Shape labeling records
* BEGIN *

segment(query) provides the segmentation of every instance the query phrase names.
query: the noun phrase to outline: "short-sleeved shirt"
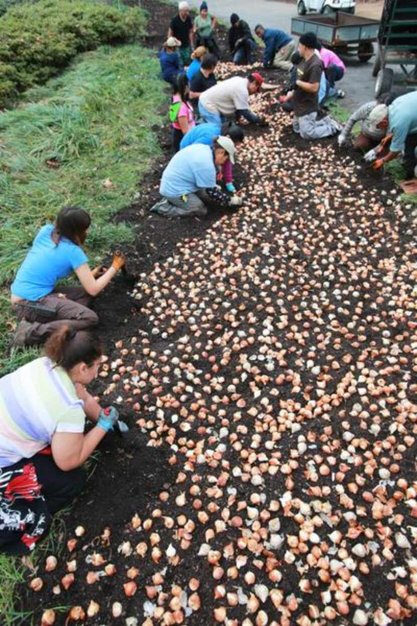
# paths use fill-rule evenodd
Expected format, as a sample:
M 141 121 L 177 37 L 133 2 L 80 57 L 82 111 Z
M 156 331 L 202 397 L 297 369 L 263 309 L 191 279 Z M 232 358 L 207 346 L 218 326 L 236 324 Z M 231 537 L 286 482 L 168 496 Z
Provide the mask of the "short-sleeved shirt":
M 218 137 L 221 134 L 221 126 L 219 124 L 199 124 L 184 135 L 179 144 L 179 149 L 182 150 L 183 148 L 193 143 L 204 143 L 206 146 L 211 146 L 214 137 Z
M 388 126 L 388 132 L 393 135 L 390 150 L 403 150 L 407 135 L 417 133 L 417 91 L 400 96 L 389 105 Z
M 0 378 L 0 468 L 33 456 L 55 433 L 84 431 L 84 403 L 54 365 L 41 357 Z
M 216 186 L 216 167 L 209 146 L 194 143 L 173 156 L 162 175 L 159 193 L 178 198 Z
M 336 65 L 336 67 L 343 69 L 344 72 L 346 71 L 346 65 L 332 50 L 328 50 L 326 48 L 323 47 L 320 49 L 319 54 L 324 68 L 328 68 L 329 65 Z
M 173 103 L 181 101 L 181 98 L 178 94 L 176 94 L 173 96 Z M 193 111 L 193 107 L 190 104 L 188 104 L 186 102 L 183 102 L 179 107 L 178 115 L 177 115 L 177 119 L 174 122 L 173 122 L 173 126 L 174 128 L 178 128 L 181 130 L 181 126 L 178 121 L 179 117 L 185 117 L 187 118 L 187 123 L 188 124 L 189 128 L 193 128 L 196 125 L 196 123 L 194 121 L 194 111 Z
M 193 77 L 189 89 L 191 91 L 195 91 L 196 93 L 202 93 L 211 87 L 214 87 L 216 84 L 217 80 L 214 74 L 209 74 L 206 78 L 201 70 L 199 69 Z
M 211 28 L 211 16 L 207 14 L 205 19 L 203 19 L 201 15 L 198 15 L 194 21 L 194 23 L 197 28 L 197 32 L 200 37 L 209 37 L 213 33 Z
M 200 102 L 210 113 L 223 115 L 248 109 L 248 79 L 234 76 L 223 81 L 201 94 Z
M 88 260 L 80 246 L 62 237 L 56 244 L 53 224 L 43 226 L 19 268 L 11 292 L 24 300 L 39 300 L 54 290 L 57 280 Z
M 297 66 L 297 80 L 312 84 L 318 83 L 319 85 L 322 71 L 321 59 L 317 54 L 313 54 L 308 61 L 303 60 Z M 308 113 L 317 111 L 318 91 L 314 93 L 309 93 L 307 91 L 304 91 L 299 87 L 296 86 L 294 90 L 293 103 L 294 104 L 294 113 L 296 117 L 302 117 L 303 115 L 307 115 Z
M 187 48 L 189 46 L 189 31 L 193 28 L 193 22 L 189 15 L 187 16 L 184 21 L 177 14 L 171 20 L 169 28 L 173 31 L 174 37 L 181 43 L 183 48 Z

* END *

• **Required work**: Recast all the lines above as a Markdown table with the columns Row and Line, numbering each row and skipping any blank lines. Leave the picture out of the table.

• **Written answer**:
| Row | Line |
|---|---|
| 1 | segment(query) provides the segmentation of every instance the query phrase names. |
| 2 | query: the noun phrase to outline: "short-sleeved shirt" |
| 3 | # paths use fill-rule evenodd |
| 4 | Expected format, as a sample: |
| 5 | M 141 121 L 177 37 L 133 2 L 80 57 L 82 111 Z |
| 6 | M 156 331 L 202 397 L 297 369 L 263 309 L 191 279 Z M 232 358 L 207 346 L 218 326 L 236 324 Z M 231 537 L 286 482 L 168 496 Z |
| 7 | Provide the mask of the "short-sleeved shirt": |
| 8 | M 218 137 L 221 134 L 221 126 L 219 124 L 199 124 L 184 135 L 179 144 L 179 149 L 182 150 L 183 148 L 193 143 L 204 143 L 206 146 L 211 146 L 214 137 Z |
| 9 | M 388 126 L 388 132 L 393 135 L 390 150 L 403 150 L 407 135 L 417 133 L 417 91 L 400 96 L 389 105 Z |
| 10 | M 0 378 L 0 468 L 33 456 L 55 433 L 84 431 L 84 403 L 54 365 L 41 357 Z |
| 11 | M 216 186 L 216 167 L 209 146 L 194 143 L 173 156 L 162 175 L 159 193 L 178 198 Z |
| 12 | M 336 65 L 336 67 L 343 69 L 344 72 L 346 71 L 346 65 L 332 50 L 328 50 L 326 48 L 323 47 L 320 49 L 319 54 L 324 68 L 328 68 L 329 65 Z |
| 13 | M 173 103 L 181 101 L 181 98 L 178 94 L 176 94 L 173 96 Z M 193 111 L 193 107 L 190 104 L 188 104 L 186 102 L 183 102 L 179 107 L 178 115 L 177 115 L 177 119 L 174 122 L 173 122 L 173 126 L 174 128 L 178 128 L 181 130 L 181 126 L 178 121 L 179 117 L 185 117 L 187 118 L 187 123 L 188 124 L 189 128 L 193 128 L 196 125 L 196 123 L 194 121 L 194 111 Z |
| 14 | M 193 77 L 189 89 L 191 91 L 195 91 L 196 93 L 202 93 L 211 87 L 214 87 L 216 84 L 217 80 L 214 74 L 209 74 L 206 78 L 201 70 L 199 69 Z |
| 15 | M 211 28 L 211 16 L 207 14 L 205 19 L 203 19 L 201 15 L 198 15 L 194 21 L 194 23 L 197 28 L 197 32 L 200 37 L 209 37 L 213 33 Z |
| 16 | M 200 102 L 210 113 L 223 115 L 248 109 L 248 79 L 234 76 L 223 81 L 201 94 Z |
| 17 | M 88 260 L 80 246 L 62 237 L 56 244 L 53 224 L 43 226 L 19 268 L 11 292 L 24 300 L 39 300 L 54 290 L 57 280 Z |
| 18 | M 297 66 L 297 80 L 312 84 L 318 83 L 319 85 L 322 71 L 321 59 L 317 54 L 313 54 L 308 61 L 303 60 Z M 308 113 L 317 111 L 318 91 L 314 93 L 309 93 L 307 91 L 304 91 L 299 87 L 296 86 L 294 90 L 293 103 L 294 104 L 294 113 L 296 117 L 302 117 L 303 115 L 307 115 Z |
| 19 | M 187 48 L 189 46 L 189 31 L 193 28 L 193 22 L 189 15 L 187 16 L 184 21 L 177 14 L 171 20 L 169 28 L 173 31 L 174 37 L 181 43 L 183 48 Z |